Records from a collection
************
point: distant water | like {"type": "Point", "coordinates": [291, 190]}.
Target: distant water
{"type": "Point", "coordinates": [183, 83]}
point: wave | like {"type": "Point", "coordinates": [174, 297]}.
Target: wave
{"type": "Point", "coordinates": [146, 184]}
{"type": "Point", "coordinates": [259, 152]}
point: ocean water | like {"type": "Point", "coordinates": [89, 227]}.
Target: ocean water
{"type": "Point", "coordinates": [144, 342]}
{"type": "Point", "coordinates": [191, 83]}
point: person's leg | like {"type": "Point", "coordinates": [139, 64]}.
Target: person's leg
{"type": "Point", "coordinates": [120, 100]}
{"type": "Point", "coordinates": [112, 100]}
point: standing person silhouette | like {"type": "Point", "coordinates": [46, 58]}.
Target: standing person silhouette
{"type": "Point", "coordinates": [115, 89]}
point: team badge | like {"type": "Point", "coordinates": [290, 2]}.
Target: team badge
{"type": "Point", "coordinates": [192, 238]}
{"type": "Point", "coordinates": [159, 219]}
************
• What you are asked to do
Copy out the data word for word, from the line containing "point: ocean water" through the final line of the data, keeping both of those lines.

• Output of the exercise
point: ocean water | like {"type": "Point", "coordinates": [89, 227]}.
Target: ocean water
{"type": "Point", "coordinates": [144, 342]}
{"type": "Point", "coordinates": [191, 83]}
point: person's leg | like {"type": "Point", "coordinates": [139, 64]}.
Target: person's leg
{"type": "Point", "coordinates": [120, 100]}
{"type": "Point", "coordinates": [112, 100]}
point: standing person silhouette | like {"type": "Point", "coordinates": [46, 58]}.
Target: standing person silhouette
{"type": "Point", "coordinates": [115, 89]}
point: team badge | like {"type": "Point", "coordinates": [290, 2]}.
Target: team badge
{"type": "Point", "coordinates": [192, 238]}
{"type": "Point", "coordinates": [159, 219]}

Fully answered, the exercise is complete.